WORK REQUEST >> According to the article on Robert Rich's Travelers' Cloth, whose poetry led Rich to create the album?

___ READING TEXT

Echoes June CD of the Month: Robert Rich

Robert Rich's Travelers' Cloth: Echoes June 2023 CD of the Month

Hear Robert Rich’s Travelers’ Cloth Tonight, June 5, on Echoes

Robert Rich is the 11th of 30 Icons of Echoes and has been a fixture on the show from the first day. He’s a polymath who is, honestly, so genius that it’s intimidating sometimes. He’s not only adept at many instruments but many other disciplines including audio recording and mastering, wine making and dream theory. He writes poetry, seriously, and he creates beautifully abstract, often primal paintings that you can buy on his website. He’s an artist of questing intellectualism, which is what brought him to the poetry of Tu Fu from the Chinese Tang Dynasty. His Zen-like poems, translated by David Hinton,  compelled Rich to create the sensual, ethereal moods of Travelers’ Cloth.

As cerebral as Rich is, his music is deeply sensual and personal. He’s creating some of the most erotic sounds in electronic music without sounding sappy or smarmy. Instead, he accomplishes it with mood and mystery, creating new and exotic worlds. Sometimes the sounds are truly alien, sometimes they are familiar timbres but become illusory under Rich’s sonic manipulations. He’s known as an electronic musician, which makes sense if you’ve listened to Trances, Drones, Gaudi, Electric Ladder and Filaments. But much of his music for the last 40 years has actually been based in acoustic instruments including flutes, hand percussion, piano, and lap steel guitar. In fact, the first picture I remember seeing of Rich in the early 1980s he was sitting on the floor playing a wood flute. That is the sound of Travelers’ Cloth.  He makes his own bansuri style flutes out of PVC pipe and you can hear the influence of Indian flute masters like Hariprasad Chaurasia.

______
___ ENTRIES PROVIDED

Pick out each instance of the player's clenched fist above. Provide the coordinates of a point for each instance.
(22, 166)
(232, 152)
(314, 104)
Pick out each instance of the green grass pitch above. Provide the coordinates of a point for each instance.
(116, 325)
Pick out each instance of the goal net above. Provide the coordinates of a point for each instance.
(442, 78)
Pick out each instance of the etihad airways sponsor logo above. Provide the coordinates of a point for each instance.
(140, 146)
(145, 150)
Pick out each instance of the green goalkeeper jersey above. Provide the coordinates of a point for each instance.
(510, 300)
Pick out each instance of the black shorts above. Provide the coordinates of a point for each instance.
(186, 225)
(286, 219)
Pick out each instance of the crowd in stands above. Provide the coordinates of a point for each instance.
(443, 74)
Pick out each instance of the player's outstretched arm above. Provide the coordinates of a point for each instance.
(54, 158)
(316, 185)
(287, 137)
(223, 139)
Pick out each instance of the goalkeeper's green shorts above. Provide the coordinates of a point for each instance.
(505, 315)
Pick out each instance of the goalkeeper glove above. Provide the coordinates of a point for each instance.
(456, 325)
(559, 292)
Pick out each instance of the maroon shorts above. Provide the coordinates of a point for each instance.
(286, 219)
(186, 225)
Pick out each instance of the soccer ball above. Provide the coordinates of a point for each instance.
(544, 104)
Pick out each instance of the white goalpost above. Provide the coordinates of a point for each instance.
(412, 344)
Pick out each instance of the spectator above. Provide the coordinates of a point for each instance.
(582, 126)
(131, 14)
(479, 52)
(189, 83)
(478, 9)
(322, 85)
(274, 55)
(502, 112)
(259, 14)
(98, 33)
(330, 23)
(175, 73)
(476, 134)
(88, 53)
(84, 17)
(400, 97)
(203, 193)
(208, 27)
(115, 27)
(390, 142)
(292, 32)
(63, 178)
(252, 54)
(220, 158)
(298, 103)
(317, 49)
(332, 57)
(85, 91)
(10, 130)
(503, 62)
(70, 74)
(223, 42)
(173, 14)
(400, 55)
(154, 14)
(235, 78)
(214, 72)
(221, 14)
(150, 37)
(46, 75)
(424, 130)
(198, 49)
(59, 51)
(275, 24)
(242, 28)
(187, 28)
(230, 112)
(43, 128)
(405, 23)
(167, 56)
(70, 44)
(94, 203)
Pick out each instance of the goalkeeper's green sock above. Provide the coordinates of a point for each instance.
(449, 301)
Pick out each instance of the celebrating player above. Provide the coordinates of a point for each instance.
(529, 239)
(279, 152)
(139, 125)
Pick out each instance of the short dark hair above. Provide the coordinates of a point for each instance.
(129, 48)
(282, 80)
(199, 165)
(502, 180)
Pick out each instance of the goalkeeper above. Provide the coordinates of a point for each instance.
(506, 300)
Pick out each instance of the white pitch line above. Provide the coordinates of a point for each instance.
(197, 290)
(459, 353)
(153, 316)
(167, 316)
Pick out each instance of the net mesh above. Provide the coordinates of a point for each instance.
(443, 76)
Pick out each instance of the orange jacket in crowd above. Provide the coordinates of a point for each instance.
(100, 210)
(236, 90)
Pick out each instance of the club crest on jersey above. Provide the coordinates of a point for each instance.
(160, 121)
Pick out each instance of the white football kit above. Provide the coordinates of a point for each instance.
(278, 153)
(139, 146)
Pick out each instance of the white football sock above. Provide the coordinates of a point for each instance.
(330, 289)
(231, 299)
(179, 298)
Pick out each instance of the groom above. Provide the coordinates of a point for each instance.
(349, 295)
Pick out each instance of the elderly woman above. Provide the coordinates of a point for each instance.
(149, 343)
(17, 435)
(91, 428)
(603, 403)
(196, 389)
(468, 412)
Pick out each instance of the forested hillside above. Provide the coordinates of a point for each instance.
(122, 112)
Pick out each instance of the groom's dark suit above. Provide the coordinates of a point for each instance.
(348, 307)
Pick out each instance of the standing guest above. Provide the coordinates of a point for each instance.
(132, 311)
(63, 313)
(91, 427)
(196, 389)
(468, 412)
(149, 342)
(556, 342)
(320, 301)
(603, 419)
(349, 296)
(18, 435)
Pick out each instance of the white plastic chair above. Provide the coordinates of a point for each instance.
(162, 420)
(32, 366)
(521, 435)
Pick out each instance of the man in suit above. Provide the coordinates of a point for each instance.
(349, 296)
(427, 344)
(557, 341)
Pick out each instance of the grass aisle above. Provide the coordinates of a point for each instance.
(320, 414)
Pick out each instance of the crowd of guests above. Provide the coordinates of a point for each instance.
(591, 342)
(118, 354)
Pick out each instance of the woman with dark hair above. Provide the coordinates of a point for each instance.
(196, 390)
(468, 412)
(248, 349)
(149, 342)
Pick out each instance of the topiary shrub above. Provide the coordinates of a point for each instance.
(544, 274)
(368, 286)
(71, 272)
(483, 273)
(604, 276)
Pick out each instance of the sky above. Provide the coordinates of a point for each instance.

______

TASK RESULT >> Tu Fu, a poet of the Chinese Tang Dynasty